| What is required |
Reproduce word for word the passage of the task view below that opens with the words "Package simFrame is" and closes with "cube method, etc.).".
***** Source *****
CRAN Task View: Official Statistics & Survey Methodology

This CRAN task view contains a list of packages that includes methods typically used in official statistics and survey methodology. Many packages provide functionality for more than one of the topics listed below. Therefore this list is not a strict categorization and packages can be listed more than once. Certain data import/export facilities regarding to often used statistical software tools like SPSS, SAS or Stata are mentioned in the end of the task view.

Complex Survey Design: General Comments

Package sampling includes many different algorithms for drawing survey samples and calibrating the design weights.
Package survey can also handle moderate data sets and is the standard package for dealing with already drawn survey samples in R. Once the given survey design is specified within the function svydesign(), point and variance estimates can be computed.
Package simFrame is designed for performing simulation studies in official statistics. It provides a framework for comparing different point and variance estimators under different survey designs as well as different conditions regarding missing values, representative and non-representative outliers.

Complex Survey Design: Details

Package survey allows to specify a complex survey design (stratified sampling design, cluster sampling, multi-stage sampling and pps sampling with or without replacement) for an already drawn survey sample in order to compute accurate point and variance estimates.
Various algorithms for drawing a sample are implemented in package sampling (Brewer, Midzuno, pps, systematic, Sampford, balanced (cluster or stratified) sampling via the cube method, etc.).
The pps package contains functions to select samples using pps sampling. Also stratified simple random sampling is possible as well as to compute joint inclusion probabilities for Sampford's method of pps sampling.
Package stratification allows univariate stratification of survey populations with a generalisation of the Lavallee-Hidiroglou method.
Package SamplingStrata offers an approach for choosing the best stratification of a sampling frame in a multivariate and multidomain setting, where the sampling sizes in each strata are determined in order to satisfy accuracy constraints on target estimates. To evaluate the distribution of target variables in different strata, information of the sampling frame, or data from previous rounds of the same survey, may be used.

Complex Survey Design: Point and Variance Estimation

Package survey allows to specify a complex survey design. The resulting object can be used to estimate (Horvitz-Thompson-) totals, means, ratios and quantiles for domains or the whole survey sample, and to apply regression models. Variance estimation for means, totals and ratios can be done either by Taylor linearization or resampling (BRR, jackkife, bootstrap or user-defined).
***** Material *****
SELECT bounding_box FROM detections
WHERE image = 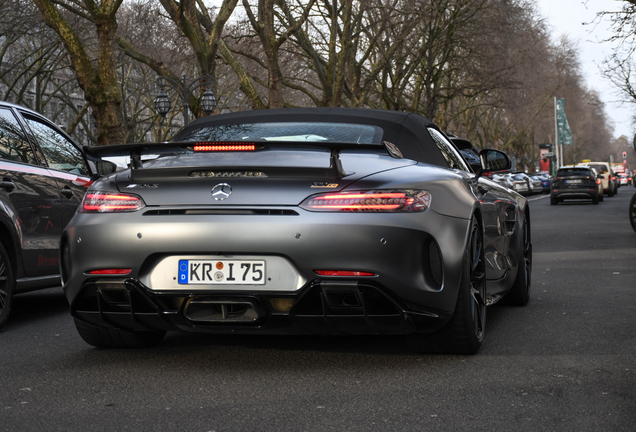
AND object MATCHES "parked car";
[577,162,618,197]
[616,172,632,186]
[511,173,534,195]
[61,108,532,354]
[550,166,600,205]
[528,173,552,193]
[0,102,113,325]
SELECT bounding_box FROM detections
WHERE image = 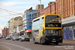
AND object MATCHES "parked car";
[6,36,11,40]
[19,35,30,41]
[11,36,19,41]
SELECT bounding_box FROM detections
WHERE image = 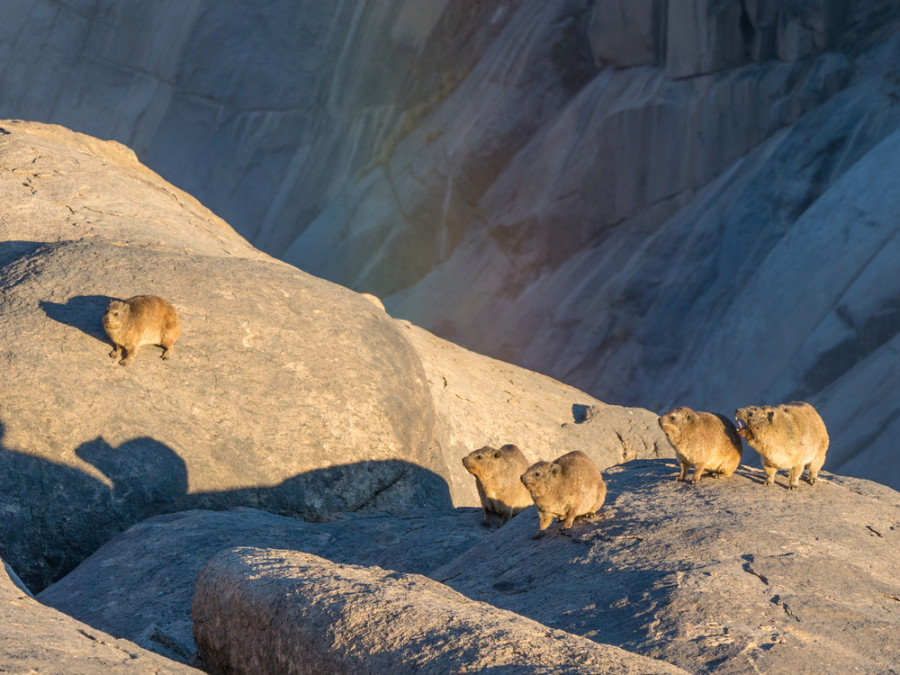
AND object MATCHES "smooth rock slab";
[430,456,900,674]
[193,548,684,675]
[39,508,493,663]
[0,560,199,675]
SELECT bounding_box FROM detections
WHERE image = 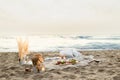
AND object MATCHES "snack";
[56,59,77,65]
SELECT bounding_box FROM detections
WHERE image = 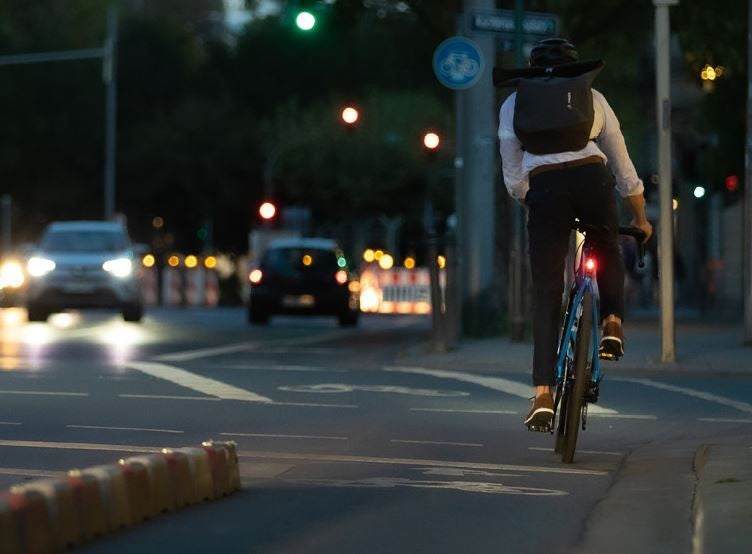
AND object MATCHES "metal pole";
[458,0,498,334]
[743,0,752,344]
[653,0,679,362]
[509,0,525,341]
[102,2,117,219]
[0,194,13,258]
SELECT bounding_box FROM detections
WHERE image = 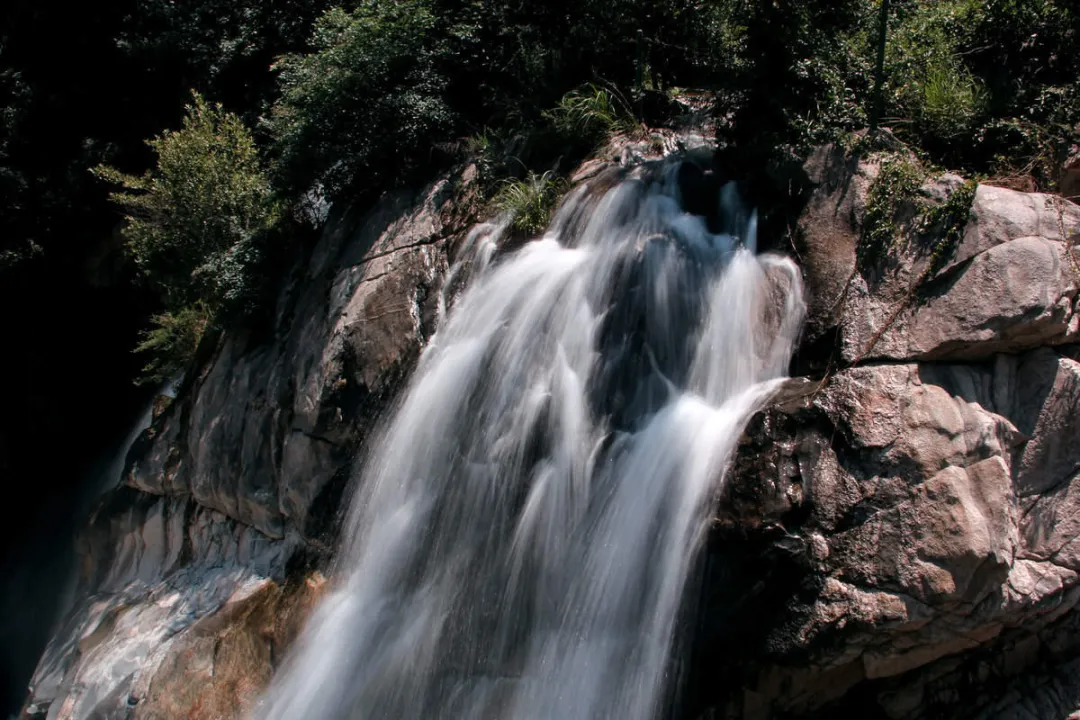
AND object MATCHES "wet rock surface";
[25,136,1080,720]
[689,149,1080,719]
*****
| Exercise answer |
Package simFrame is designed for performing simulation studies in official statistics. It provides a framework for comparing different point and variance estimators under different survey designs as well as different conditions regarding missing values, representative and non-representative outliers.

Complex Survey Design: Details

Package survey allows to specify a complex survey design (stratified sampling design, cluster sampling, multi-stage sampling and pps sampling with or without replacement) for an already drawn survey sample in order to compute accurate point and variance estimates.
Various algorithms for drawing a sample are implemented in package sampling (Brewer, Midzuno, pps, systematic, Sampford, balanced (cluster or stratified) sampling via the cube method, etc.).